*** Opening Document section ***

Capitalizing on its increasing popularity as an institution, the Singapore International Arbitration Centre recently announced the opening of its first office outside of Asia, in New York City, and signed a memorandum of understanding with the Hainan International Arbitration Court to promote international arbitration in China.[13]
In Latin America, where watchers also anticipate a "substantial increase in disputes in the region" in the wake of the COVID-19 pandemic, in July, the Latin American Arbitration Association created a new standing arbitration "observatory."[14]
Under the leadership of Guido Tawil and Eduardo Zuleta Jaramillo, the observatory will monitor arbitration-related developments across Latin America, with the goal of working with state authorities, arbitral institutions, chambers of commerce, and other stakeholders to monitor and help resolve issues affecting and pertaining to arbitration in the region.[15]
Arbitrator Impartiality and Institutional Transparency
The year also featured two high-profile developments in the field of arbitrator impartiality.
In June, Washington-based ICSID made headlines when it annulled a $144 million arbitral award against Spain, made after a tribunal concluded that Spain improperly curtailed several renewables subsidies.
The ad hoc ICSID committee that annulled the award concluded that an arbitrator who sat on the arbitral panel had improperly failed to disclose business relationships that he had with the claimants' expert witnesses. The much-debated decision, Eiser Infrastructure Ltd. and Energía Solar Luxembourg SARL v. Kingdom of Spain, marked the first time that ICSID annulled an award on grounds related to a tribunal's constitution.[16]
In another disclosure case, the U.K. Supreme Court weighed in on arbitrator impartiality in Halliburton Co. v. Chubb Bermuda Insurance Ltd.[17] The impartiality issue in Halliburton arose during a coverage dispute concerning the Deepwater Horizon explosion, when Chubb's arbitrator failed to disclose his involvement in other cases concerning the disaster.

*** Closing Document section ***
*** Opening Data under study ***

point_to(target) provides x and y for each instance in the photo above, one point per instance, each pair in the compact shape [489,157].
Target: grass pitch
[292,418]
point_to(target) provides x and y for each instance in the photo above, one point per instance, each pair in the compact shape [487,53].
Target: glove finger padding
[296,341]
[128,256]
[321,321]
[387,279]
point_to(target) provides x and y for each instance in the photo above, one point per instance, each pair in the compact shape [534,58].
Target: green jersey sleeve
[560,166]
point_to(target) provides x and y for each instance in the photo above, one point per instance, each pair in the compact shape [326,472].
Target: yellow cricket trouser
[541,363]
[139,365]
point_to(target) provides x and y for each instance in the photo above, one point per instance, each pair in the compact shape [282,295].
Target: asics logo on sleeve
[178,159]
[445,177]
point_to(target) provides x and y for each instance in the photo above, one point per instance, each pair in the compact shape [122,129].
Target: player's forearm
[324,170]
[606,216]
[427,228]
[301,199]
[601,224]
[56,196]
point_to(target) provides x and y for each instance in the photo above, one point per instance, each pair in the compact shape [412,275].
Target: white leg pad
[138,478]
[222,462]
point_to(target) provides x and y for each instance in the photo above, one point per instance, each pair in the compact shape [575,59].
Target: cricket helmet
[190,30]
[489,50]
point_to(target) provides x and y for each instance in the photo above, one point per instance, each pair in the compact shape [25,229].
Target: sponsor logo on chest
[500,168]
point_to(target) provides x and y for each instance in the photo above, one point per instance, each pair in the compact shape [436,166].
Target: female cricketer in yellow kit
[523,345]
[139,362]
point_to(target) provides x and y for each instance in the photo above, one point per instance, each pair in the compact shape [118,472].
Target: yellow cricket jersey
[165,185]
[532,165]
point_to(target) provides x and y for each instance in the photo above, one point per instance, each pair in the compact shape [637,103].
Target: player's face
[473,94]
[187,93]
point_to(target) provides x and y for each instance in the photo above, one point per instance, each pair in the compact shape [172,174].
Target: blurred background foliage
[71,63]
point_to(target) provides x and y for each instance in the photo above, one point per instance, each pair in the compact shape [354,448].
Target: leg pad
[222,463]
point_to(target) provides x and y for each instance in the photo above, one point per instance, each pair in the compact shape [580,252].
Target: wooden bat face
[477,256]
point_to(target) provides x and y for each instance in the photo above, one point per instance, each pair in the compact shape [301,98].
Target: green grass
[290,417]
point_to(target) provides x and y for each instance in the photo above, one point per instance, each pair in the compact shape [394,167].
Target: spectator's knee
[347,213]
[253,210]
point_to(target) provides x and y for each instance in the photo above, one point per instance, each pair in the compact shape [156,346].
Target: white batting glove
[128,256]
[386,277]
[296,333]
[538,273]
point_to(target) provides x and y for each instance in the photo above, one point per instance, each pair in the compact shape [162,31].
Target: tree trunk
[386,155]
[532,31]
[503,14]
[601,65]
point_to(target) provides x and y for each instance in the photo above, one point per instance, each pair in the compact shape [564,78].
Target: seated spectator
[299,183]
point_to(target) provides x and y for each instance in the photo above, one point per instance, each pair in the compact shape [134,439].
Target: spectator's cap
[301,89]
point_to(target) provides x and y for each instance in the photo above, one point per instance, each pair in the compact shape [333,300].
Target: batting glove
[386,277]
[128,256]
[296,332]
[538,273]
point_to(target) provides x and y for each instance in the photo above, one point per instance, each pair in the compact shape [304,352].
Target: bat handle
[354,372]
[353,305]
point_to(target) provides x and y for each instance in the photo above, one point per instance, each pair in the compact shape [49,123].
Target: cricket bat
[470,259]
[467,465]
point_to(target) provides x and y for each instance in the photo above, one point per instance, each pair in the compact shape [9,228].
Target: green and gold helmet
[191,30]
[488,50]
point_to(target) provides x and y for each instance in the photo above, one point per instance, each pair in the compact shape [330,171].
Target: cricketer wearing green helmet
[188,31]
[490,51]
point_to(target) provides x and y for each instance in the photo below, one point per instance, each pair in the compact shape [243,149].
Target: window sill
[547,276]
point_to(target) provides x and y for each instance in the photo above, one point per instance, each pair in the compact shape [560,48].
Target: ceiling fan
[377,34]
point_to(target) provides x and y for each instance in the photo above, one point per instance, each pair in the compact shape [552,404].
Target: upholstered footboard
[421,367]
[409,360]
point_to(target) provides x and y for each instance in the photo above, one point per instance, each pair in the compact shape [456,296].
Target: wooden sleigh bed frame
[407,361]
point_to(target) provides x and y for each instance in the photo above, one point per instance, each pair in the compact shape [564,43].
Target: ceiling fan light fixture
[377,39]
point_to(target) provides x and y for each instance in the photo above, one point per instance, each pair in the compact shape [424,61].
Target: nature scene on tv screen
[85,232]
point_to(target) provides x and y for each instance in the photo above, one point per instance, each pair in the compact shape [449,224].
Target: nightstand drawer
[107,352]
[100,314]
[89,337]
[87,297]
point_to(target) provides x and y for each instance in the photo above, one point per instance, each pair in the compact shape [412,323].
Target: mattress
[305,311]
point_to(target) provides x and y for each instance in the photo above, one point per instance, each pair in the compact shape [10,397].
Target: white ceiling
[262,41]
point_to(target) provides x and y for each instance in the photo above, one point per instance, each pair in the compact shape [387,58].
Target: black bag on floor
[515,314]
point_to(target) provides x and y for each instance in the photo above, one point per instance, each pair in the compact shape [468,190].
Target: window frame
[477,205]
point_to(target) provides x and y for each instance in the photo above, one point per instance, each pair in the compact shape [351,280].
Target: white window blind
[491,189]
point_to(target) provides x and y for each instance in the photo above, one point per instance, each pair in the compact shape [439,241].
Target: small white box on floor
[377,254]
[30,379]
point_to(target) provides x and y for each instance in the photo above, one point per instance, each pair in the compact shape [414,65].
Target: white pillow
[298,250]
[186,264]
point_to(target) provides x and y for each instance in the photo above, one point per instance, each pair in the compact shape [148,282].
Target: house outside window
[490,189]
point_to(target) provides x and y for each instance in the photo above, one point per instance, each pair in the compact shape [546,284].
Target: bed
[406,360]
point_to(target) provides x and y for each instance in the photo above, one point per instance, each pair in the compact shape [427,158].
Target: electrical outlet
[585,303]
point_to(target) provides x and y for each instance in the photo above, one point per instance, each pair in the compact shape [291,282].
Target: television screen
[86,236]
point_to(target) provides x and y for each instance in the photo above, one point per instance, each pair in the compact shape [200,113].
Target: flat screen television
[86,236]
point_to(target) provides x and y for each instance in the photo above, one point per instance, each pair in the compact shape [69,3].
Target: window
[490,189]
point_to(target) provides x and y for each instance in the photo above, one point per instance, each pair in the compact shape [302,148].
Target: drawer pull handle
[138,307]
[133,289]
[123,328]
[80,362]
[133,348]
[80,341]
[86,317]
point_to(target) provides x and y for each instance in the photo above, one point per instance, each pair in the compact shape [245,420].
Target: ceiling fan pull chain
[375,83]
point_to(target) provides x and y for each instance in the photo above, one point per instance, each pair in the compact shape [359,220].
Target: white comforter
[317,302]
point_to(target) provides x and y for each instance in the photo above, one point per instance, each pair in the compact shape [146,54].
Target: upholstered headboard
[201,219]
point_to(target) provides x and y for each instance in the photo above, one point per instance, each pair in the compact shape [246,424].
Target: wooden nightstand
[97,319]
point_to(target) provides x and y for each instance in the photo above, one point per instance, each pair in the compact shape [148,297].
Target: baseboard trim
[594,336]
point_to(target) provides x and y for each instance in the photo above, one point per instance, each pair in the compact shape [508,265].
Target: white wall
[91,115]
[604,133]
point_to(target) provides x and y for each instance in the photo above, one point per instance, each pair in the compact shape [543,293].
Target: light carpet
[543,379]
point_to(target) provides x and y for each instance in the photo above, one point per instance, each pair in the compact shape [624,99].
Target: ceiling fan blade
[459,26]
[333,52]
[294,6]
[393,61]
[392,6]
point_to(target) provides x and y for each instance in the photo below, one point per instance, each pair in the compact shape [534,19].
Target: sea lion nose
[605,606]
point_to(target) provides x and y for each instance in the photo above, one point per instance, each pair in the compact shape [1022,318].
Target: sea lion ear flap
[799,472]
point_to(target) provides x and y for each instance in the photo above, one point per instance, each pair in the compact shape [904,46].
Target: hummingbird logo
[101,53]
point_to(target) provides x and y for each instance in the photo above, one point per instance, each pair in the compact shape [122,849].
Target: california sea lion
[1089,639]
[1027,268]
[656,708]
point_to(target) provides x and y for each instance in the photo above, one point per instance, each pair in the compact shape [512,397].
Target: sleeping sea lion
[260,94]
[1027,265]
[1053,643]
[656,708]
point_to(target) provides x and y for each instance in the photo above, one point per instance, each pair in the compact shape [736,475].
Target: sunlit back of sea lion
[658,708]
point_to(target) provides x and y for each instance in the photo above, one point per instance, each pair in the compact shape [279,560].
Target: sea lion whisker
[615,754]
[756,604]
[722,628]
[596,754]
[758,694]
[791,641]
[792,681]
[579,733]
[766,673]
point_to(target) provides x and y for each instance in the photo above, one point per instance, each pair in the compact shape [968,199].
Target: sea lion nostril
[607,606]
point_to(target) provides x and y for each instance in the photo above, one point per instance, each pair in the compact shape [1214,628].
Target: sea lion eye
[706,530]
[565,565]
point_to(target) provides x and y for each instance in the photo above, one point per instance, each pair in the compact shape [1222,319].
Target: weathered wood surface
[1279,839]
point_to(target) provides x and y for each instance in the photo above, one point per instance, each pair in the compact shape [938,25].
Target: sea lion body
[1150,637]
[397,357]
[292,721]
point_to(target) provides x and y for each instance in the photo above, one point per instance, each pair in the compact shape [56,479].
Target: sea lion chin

*** Closing Data under study ***

Continue the text on international arbitration developments from its final sentence. These entries have no connection to the text on international arbitration developments.

Applying the Arbitration Act, the court explained that arbitrator disclosure is typically required where circumstances might reasonably lead an objective observer to have justifiable doubts as to the arbitrator's impartiality.[18]
The case was closely watched by arbitral institutions and practitioners seeking further clarity on standards for arbitrator disclosure and disqualification, particularly after the U.S. Supreme Court decided in June not to grant certiorari in another high-profile arbitrator-bias case, Monster Energy Co. v. City Beverages LLC,[19] in which the Ninth Circuit vacated a commercial award for insufficient disclosure.
The year saw further development of an emerging trend toward transparency in the field of commercial arbitration. In November, the International Bar Association and Jus Mundi launched a partnership to collect, organize and publish nonconfidential commercial arbitration awards, with the goal of enhancing access to legal information and shaping the development of international arbitration.
The partnership announcement followed the International Chamber of Commerce's decision in 2019 to publish certain summary information about arbitrations, including the industry sector and identities of counsel, as well as arbitral awards subject to objection by any of the parties.[20]
While confidentiality must and will remain a crucial aspect of international commercial arbitration, the developments can be expected to enhance the uniformity and predictability of arbitral decisions within the limits of party autonomy.